Records to use:
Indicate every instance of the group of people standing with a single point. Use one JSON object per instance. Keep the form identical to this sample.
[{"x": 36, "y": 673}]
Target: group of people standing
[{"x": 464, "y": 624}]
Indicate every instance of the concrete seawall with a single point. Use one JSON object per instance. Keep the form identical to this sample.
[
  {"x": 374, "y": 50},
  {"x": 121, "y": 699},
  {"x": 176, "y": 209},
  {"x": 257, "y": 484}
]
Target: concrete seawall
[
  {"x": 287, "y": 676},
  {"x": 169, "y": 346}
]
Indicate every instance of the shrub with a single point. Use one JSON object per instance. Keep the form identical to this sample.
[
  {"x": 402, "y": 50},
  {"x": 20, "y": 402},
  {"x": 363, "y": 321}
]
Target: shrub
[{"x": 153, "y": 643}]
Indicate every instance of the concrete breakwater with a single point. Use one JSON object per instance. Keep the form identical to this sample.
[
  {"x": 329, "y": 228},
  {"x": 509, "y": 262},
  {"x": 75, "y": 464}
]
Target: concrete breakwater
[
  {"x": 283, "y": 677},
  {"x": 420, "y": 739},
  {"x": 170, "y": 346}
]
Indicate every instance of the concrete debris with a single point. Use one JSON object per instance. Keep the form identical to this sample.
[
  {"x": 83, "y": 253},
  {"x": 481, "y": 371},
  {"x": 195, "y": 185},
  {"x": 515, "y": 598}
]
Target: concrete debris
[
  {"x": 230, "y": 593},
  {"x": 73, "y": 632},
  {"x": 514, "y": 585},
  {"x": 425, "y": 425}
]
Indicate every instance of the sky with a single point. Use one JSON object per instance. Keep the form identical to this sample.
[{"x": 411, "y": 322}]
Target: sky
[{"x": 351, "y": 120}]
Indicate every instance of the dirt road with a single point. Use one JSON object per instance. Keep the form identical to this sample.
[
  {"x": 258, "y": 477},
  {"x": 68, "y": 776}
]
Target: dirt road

What you are asked to do: Retype all the data exactly, line for line.

Expected answer:
Indicate every instance of the group of people standing with a single point. Use one JSON object per instance. Keep the form identical to this sample.
[{"x": 36, "y": 673}]
Target: group of people standing
[{"x": 464, "y": 624}]
Indicate every instance of the concrete seawall with a single point. Use one JSON object per instance. Keep the form identical to this sample.
[
  {"x": 374, "y": 50},
  {"x": 121, "y": 699},
  {"x": 176, "y": 209},
  {"x": 257, "y": 484}
]
Target: concrete seawall
[
  {"x": 287, "y": 676},
  {"x": 169, "y": 346}
]
Indicate every instance of the shrub with a single point. Use one JSON object per instance. Keep the form identical to this sample.
[
  {"x": 402, "y": 50},
  {"x": 20, "y": 402},
  {"x": 363, "y": 321}
]
Target: shrub
[{"x": 153, "y": 643}]
Indicate every instance of the concrete breakwater with a single point. Use one JSON object per instance. Keep the form identical to this sample.
[
  {"x": 329, "y": 228},
  {"x": 509, "y": 262},
  {"x": 75, "y": 464}
]
Target: concrete breakwater
[
  {"x": 283, "y": 677},
  {"x": 420, "y": 739},
  {"x": 170, "y": 346}
]
Indicate every instance of the concrete debris with a single point. Use one JSON object per instance. Keep the form identical to this sample.
[
  {"x": 83, "y": 253},
  {"x": 481, "y": 371},
  {"x": 195, "y": 185},
  {"x": 515, "y": 598}
]
Target: concrete debris
[
  {"x": 230, "y": 593},
  {"x": 73, "y": 632},
  {"x": 514, "y": 585},
  {"x": 425, "y": 425}
]
Indicate every instance of the sky with a single point. Use one JSON object per instance. Keep the form identical to this sample.
[{"x": 411, "y": 322}]
Target: sky
[{"x": 351, "y": 120}]
Indicate every instance of the dirt road with a single point. Use one JSON object per instance. Keep the form identical to this sample.
[
  {"x": 258, "y": 477},
  {"x": 68, "y": 776}
]
Target: dirt road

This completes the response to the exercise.